- _Problem requirements_:
The whole listing below should be duplicated exactly, with nothing left out.
========================================================================
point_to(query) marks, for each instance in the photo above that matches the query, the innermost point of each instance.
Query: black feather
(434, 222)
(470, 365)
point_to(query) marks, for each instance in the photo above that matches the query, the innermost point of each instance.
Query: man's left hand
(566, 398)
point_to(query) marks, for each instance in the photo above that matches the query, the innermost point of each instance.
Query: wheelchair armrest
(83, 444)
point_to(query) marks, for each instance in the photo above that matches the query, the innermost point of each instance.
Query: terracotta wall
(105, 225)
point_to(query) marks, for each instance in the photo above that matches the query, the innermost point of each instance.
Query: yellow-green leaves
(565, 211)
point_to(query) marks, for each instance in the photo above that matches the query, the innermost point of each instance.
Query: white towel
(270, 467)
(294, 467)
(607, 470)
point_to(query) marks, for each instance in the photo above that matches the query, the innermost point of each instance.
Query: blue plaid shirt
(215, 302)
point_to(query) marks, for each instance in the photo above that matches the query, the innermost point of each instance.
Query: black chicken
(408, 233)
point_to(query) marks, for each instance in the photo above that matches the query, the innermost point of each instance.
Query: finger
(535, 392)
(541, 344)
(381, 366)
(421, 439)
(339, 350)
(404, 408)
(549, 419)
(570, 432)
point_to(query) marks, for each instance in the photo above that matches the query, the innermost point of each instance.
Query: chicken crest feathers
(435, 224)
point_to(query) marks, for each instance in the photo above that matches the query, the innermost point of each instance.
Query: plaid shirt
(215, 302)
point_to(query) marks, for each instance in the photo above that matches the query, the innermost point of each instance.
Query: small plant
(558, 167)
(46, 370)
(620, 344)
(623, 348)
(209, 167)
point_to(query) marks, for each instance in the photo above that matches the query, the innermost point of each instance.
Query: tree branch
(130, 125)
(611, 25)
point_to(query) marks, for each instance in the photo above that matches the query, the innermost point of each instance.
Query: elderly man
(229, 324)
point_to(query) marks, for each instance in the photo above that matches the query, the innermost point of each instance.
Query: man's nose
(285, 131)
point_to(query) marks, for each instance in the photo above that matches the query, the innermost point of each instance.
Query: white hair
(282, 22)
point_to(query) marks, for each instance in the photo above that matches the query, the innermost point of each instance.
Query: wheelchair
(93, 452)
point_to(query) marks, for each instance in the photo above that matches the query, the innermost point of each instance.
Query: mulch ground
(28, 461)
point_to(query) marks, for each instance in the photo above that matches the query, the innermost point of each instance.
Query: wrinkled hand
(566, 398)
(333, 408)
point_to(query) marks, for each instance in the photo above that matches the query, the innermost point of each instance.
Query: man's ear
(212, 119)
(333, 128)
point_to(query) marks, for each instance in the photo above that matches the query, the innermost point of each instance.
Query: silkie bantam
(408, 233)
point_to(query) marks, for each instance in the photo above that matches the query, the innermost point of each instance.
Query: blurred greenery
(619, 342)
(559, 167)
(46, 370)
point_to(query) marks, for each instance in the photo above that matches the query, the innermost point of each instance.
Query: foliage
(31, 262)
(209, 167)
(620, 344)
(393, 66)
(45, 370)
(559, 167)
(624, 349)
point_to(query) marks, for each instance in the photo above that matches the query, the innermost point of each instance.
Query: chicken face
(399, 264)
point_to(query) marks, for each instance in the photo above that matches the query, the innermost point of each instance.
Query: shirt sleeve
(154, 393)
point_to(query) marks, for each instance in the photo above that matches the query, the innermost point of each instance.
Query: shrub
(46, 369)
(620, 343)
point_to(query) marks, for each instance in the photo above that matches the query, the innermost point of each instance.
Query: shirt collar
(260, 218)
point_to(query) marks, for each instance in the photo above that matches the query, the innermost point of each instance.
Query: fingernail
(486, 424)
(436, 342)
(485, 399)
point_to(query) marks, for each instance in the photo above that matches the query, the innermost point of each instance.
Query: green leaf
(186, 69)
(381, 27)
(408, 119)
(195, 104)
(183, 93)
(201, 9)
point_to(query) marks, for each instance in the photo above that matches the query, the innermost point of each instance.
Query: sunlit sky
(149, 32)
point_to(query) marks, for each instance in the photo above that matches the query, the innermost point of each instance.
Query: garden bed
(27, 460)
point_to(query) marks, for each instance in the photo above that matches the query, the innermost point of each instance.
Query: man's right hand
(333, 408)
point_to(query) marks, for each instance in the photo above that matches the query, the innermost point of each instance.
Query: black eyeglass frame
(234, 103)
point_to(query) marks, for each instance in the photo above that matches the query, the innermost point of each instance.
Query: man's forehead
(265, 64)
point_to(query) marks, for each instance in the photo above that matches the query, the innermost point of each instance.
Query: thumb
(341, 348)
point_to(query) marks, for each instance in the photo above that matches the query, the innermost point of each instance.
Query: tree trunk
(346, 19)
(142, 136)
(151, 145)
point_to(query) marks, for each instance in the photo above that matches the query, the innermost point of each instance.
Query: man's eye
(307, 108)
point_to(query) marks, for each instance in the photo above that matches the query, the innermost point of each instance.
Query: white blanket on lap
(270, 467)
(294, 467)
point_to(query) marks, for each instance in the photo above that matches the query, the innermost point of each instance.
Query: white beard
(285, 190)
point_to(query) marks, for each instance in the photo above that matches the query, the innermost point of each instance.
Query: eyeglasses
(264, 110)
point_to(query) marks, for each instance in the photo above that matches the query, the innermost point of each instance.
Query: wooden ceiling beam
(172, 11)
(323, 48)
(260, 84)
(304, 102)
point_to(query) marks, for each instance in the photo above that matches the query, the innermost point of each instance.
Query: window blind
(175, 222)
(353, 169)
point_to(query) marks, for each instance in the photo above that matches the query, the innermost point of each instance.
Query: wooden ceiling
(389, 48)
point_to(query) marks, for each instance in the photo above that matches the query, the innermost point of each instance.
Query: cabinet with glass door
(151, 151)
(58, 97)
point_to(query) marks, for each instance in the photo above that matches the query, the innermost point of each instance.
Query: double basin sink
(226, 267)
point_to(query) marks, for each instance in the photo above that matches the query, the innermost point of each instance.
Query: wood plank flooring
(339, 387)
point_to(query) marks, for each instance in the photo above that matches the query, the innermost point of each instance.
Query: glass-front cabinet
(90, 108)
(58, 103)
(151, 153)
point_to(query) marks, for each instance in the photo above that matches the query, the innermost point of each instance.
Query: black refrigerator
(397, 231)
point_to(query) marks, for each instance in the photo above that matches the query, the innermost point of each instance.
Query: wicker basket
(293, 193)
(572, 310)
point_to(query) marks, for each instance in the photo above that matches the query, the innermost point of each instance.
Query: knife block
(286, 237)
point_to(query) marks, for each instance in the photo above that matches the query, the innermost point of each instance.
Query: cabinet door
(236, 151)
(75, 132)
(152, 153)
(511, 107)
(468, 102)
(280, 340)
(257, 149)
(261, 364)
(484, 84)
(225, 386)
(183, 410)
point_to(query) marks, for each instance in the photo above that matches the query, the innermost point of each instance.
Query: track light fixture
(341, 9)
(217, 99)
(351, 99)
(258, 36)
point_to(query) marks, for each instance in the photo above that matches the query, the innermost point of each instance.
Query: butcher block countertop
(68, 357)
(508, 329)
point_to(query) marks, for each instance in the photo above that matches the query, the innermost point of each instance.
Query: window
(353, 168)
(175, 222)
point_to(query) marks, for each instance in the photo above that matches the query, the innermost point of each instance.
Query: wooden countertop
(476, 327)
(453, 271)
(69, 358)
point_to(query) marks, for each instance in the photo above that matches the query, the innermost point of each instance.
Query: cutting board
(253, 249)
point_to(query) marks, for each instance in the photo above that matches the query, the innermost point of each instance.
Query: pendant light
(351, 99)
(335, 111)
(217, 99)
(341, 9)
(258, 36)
========================================================================
- _Answer section_:
point_to(query) marks, for each instance in the photo above that matches the query, the innermost point of each instance.
Query: black feather
(434, 222)
(470, 365)
point_to(query) marks, for each instance in the photo above that matches the query, the innermost point of each instance.
Query: man's left hand
(566, 398)
point_to(query) marks, for each instance in the photo above that matches the query, the innermost point of each instance.
Query: wheelchair armrest
(83, 444)
point_to(query) marks, for each instance in the photo above that matches the query, the innermost point of each instance.
Query: terracotta wall
(105, 225)
point_to(query) marks, for each instance in the photo above that matches the query, the innermost point of each instance.
Query: yellow-green leaves
(565, 211)
point_to(query) marks, for each instance in the photo above that matches the query, the innermost point of each instance.
Query: white towel
(270, 467)
(294, 467)
(607, 470)
point_to(query) marks, for each instance in the photo above that matches the query, the innermost point of each instance.
Query: blue plaid shirt
(215, 302)
point_to(query) marks, for each instance in the photo above that matches the query, the innermost point of each instance.
Query: black chicken
(408, 233)
point_to(query) marks, for each instance in the photo above that matches the query, the innermost point of each instance.
Query: finger
(535, 392)
(541, 344)
(381, 366)
(421, 439)
(339, 350)
(404, 408)
(549, 419)
(570, 432)
point_to(query) marks, for each instance in the photo above that matches the query, the innermost point of each instance.
Query: chicken crest feathers
(435, 224)
point_to(query) marks, for each instance in the photo above that matches the query, the innermost point of each instance.
Query: plaid shirt
(215, 302)
point_to(query) marks, for each instance in the photo above that matches the query, the innermost point of each instance.
Query: small plant
(558, 167)
(46, 370)
(620, 344)
(623, 348)
(209, 167)
point_to(query) marks, for each instance in the photo above that matches the query, the innermost point of each instance.
Query: tree branch
(130, 125)
(611, 25)
point_to(query) marks, for each instance in the photo above that matches the query, the innermost point of each instance.
Query: elderly man
(229, 324)
point_to(query) marks, for each instance in the photo above that matches the query, the innermost point of each instance.
Query: man's nose
(285, 131)
point_to(query) marks, for each instance in the photo above that matches the query, the innermost point of each instance.
Query: white hair
(282, 22)
point_to(query) marks, for each instance in the photo above that matches the query, the innermost point of each instance.
Query: wheelchair
(93, 452)
point_to(query) marks, for each instance in the photo above that matches the query, the innermost point of each instance.
Query: mulch ground
(28, 461)
point_to(query) marks, for each instance in the photo above that matches the query, the innermost point of each instance.
Query: wrinkled hand
(566, 398)
(333, 408)
point_to(query) marks, for each instance in the photo above that matches the query, the innermost point of each instance.
Query: man's ear
(212, 119)
(333, 128)
point_to(query) marks, for each instance in the photo above that matches the query, the innermost point of each instance.
Query: silkie bantam
(408, 233)
point_to(query) marks, for each instance in the photo above that matches the query, the innermost point of each instance.
Query: blurred greenery
(619, 342)
(559, 167)
(46, 370)
point_to(query) marks, for each instance in the photo above that matches the query, the innermost point of each instance.
Query: foliage
(31, 262)
(209, 167)
(620, 344)
(393, 66)
(45, 370)
(559, 167)
(624, 349)
point_to(query) marks, for each instance in the photo above that matches the query, the innermost point of each instance.
Query: chicken face
(399, 264)
point_to(query) marks, for each instance in the photo above that matches the query, the innermost point of each instance.
Query: shirt sleeve
(154, 393)
point_to(query) marks, for each instance in the photo above that matches the query, the innermost point of each instance.
Query: shrub
(46, 369)
(620, 343)
point_to(query) marks, for each instance in the photo above that matches the query, the innermost point of each instance.
Query: shirt collar
(260, 218)
point_to(query) marks, for each instance in the photo above that matches the query, the innermost point of each instance.
Query: fingernail
(486, 424)
(436, 342)
(485, 399)
point_to(query) marks, for each instance in the photo above that matches the query, the innermost point of each instance.
Query: green leaf
(186, 69)
(381, 27)
(408, 119)
(195, 104)
(183, 93)
(201, 9)
point_to(query) marks, for each instance in the photo above that matches the query, the innermost point of each instance.
Query: sunlit sky
(149, 32)
point_to(query) marks, for each instance in the photo above that matches the query, the innermost point of each instance.
Query: garden bed
(27, 460)
point_to(query) marks, for each instance in the photo above that matches the query, the innermost point of each instance.
Query: man's right hand
(333, 408)
point_to(query) marks, for each instance in the photo above that matches the query, the innermost point of each instance.
Query: black eyeglass frame
(234, 103)
point_to(query) marks, for each instance in the photo above that matches the query, the innermost point of each instance.
Query: man's forehead
(265, 64)
point_to(query) marks, for each instance in the photo above that matches the query, the innermost point of each instance.
Query: thumb
(341, 348)
point_to(query) marks, for each instance in the photo above that matches the query, the innermost point of each instance.
Query: tree trunk
(346, 19)
(142, 136)
(151, 145)
point_to(query) marks, for each instance in the photo above that matches the query, the innermost point of each instance.
Query: man's eye
(307, 108)
point_to(query) marks, for each instance in the photo above that matches the query, the innermost point of each instance.
Query: white blanket on lap
(270, 467)
(294, 467)
point_to(query) marks, for each instance in the photo above that matches the query, the innermost point of each instance.
Query: white beard
(285, 190)
point_to(query) marks, for each instance in the photo above that matches the query, the innermost point of each instance.
Query: eyeglasses
(264, 110)
point_to(query) marks, for each instance in the photo above that matches the query, the innermost point of each instance.
Query: wooden ceiling beam
(172, 11)
(323, 48)
(260, 84)
(304, 102)
point_to(query) marks, for each instance in the photo above that matches the query, the innermost point of each instance.
Query: window blind
(175, 222)
(353, 169)
point_to(query) marks, for each instance in the photo above that matches the query, the innermost point of each instance.
Query: wooden ceiling
(389, 48)
point_to(query) marks, for each instance in the photo above that matches the query, the innermost point of each instance.
Query: cabinet with glass door
(151, 151)
(58, 97)
point_to(query) marks, for each instance in the photo above that matches the query, the innermost point of each instance.
Query: double basin sink
(226, 267)
point_to(query) marks, for each instance in the photo above that matches the query, the innermost point of each instance.
Query: wood plank flooring
(339, 387)
point_to(query) marks, for each instance in the photo above that matches the query, the innermost point of each instance.
Query: glass-front cabinet
(90, 108)
(58, 103)
(151, 153)
point_to(query) marks, for each instance in the photo above that matches the query, the innermost point of each instance.
Query: black refrigerator
(397, 231)
point_to(query) marks, for each instance in the photo above that matches the query, the innermost point of each instance.
Query: wicker basket
(293, 193)
(572, 310)
point_to(query) marks, for each instance in the photo above that matches the query, the innermost point of each instance.
Query: knife block
(286, 237)
point_to(query) marks, for each instance in the photo above that matches the query, the innermost point of each instance.
Query: cabinet door
(236, 151)
(75, 132)
(152, 153)
(511, 107)
(468, 102)
(280, 340)
(257, 149)
(261, 364)
(484, 84)
(225, 386)
(183, 410)
point_to(query) marks, for each instance in the photo above that matches the query, the innermost point of each instance.
Query: track light fixture
(341, 9)
(217, 99)
(351, 99)
(258, 36)
point_to(query) marks, for each instance in the photo above that matches the query, the innermost point of each instance.
Query: butcher block countertop
(68, 357)
(508, 329)
point_to(query) marks, for each instance in the photo above that matches the query, the innermost point of each instance.
Query: window
(353, 168)
(175, 222)
point_to(query) marks, for each instance in the photo above that matches the query, the innermost point of each instance.
Query: wooden countertop
(476, 327)
(453, 271)
(69, 358)
point_to(query) marks, for each instance in the photo above that matches the query, the innermost point of each instance.
Query: cutting board
(253, 249)
point_to(query) marks, for each instance in the photo above that matches the query, the innermost point of each instance.
Query: pendant light
(351, 99)
(335, 111)
(217, 99)
(341, 9)
(258, 36)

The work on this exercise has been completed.